● **WHAT TO WORK ON**: Convert the lines of the rows below, from the line containing "the white window" through the end of the rows, into a JSON list of strings with one string per line, omitting any blank lines. Include no other lines.
═════ RECORDS TO USE ═════
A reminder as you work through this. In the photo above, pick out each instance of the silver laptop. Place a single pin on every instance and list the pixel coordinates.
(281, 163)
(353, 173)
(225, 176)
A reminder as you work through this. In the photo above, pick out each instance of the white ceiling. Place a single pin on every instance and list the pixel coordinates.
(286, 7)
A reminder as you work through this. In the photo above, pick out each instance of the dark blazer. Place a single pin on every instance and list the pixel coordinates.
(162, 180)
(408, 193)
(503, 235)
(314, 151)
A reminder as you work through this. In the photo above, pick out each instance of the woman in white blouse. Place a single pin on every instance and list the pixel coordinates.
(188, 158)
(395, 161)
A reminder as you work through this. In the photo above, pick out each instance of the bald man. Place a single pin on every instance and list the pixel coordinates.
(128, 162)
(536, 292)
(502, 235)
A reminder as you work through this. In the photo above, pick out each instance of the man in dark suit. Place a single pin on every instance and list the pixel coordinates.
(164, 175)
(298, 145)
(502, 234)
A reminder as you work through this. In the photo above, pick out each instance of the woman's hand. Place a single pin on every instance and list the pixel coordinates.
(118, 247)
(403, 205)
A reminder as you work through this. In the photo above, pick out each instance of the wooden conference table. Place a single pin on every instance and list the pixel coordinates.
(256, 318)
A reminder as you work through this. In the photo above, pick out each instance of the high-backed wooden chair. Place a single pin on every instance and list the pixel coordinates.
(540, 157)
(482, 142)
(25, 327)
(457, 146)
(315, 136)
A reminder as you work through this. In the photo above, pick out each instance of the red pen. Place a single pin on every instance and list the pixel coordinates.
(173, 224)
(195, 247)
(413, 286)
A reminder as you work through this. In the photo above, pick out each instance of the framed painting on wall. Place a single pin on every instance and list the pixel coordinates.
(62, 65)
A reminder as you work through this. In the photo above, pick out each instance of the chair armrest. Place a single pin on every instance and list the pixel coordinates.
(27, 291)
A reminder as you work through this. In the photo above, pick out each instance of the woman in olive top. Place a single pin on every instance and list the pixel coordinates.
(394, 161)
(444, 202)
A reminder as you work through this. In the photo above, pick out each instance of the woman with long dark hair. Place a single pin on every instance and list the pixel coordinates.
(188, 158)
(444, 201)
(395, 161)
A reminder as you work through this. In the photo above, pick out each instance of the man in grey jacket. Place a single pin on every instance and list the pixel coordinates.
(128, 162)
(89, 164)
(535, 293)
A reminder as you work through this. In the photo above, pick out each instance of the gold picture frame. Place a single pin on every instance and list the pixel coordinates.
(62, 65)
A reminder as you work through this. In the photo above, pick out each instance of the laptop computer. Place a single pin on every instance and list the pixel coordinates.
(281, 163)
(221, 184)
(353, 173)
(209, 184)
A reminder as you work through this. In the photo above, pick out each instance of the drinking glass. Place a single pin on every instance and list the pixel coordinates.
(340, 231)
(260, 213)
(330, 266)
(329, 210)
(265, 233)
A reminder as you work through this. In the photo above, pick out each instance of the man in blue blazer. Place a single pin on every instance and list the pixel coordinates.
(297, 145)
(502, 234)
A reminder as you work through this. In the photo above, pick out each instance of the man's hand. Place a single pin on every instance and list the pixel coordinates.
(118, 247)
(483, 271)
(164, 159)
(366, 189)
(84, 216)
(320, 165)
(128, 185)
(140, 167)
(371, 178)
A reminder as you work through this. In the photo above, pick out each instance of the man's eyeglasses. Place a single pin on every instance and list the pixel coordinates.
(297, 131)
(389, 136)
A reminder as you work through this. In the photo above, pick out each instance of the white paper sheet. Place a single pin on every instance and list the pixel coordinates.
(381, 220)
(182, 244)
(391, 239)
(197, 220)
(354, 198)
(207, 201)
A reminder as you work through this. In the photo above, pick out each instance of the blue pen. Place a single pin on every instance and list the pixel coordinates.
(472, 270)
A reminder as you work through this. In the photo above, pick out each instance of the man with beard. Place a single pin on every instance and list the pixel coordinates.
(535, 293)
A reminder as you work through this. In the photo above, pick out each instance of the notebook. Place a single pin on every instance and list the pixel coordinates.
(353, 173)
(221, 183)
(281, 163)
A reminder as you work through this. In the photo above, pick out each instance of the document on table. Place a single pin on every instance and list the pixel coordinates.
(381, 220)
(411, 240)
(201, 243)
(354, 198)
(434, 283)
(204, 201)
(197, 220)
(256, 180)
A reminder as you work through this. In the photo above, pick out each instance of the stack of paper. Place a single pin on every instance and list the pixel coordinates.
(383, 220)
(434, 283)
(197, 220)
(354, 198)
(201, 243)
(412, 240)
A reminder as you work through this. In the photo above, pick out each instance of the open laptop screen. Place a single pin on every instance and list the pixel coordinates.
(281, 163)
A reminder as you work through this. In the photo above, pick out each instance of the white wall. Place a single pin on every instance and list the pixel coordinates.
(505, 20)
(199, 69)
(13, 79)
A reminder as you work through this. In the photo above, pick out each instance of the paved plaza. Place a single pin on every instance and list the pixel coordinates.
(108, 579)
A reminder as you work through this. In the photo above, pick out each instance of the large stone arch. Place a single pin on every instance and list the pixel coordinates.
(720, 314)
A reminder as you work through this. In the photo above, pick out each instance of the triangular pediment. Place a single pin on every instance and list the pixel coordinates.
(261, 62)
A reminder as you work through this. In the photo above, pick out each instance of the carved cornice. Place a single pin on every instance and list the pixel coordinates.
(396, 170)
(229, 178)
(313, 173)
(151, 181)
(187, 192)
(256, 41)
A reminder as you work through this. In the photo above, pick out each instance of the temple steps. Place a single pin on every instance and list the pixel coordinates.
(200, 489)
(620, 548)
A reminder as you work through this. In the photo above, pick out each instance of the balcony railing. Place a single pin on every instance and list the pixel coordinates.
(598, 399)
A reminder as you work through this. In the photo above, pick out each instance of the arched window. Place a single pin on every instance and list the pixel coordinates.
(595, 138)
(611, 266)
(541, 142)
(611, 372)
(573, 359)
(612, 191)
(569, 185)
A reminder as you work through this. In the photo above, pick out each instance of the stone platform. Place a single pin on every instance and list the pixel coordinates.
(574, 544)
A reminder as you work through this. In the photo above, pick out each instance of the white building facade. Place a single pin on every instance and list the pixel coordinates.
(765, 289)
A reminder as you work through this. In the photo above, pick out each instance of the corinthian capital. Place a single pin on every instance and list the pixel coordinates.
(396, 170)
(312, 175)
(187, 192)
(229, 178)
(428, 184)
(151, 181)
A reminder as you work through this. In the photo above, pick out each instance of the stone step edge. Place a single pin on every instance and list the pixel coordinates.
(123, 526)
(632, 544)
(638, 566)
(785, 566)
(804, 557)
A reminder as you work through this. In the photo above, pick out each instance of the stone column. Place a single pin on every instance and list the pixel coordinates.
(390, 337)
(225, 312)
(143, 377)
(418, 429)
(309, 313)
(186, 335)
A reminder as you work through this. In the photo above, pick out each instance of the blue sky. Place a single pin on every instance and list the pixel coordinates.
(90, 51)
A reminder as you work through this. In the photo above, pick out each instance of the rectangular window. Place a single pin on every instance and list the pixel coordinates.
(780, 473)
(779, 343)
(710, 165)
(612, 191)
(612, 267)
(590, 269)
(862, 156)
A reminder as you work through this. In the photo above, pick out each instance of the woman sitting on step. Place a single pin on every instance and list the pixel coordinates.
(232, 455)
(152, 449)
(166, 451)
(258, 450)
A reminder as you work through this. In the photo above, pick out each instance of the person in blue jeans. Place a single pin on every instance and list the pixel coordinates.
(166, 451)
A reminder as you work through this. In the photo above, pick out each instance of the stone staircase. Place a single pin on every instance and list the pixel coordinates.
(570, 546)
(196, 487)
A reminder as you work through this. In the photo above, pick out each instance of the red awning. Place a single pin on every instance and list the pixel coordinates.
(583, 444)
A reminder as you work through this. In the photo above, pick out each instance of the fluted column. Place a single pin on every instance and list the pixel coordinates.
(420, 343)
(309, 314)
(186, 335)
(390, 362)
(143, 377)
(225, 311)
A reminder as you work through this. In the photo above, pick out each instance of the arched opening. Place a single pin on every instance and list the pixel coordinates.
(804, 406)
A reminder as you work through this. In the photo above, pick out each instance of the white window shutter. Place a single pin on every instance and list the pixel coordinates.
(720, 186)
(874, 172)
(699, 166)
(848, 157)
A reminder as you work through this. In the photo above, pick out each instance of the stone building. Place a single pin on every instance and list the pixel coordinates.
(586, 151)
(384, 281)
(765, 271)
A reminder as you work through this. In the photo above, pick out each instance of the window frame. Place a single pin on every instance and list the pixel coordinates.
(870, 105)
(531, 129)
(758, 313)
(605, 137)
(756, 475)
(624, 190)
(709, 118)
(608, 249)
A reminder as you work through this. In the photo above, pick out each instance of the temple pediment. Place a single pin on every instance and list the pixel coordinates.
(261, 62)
═════
● **RESULT BELOW**:
[
  "A reminder as you work through this. In the photo above, pick out each instance of the white window shutter. Place a single pin on every instance and list the pixel coordinates.",
  "(720, 186)",
  "(874, 172)",
  "(699, 166)",
  "(848, 157)",
  "A reminder as you work through this. In the photo above, pick out each instance of the stone building. Place a single pin on every instance and list the pixel coordinates.",
  "(586, 151)",
  "(384, 281)",
  "(765, 271)",
  "A reminder as you work through this. In the photo above, pick out each instance of the window frame. Place a single pin on every instance and list the pixel coordinates.",
  "(870, 105)",
  "(531, 129)",
  "(758, 313)",
  "(605, 137)",
  "(756, 475)",
  "(624, 190)",
  "(709, 118)",
  "(608, 249)",
  "A reminder as you work through this. In the photo above, pick out each instance of the temple pediment. Place a single pin on every instance and list the pixel coordinates.",
  "(261, 62)"
]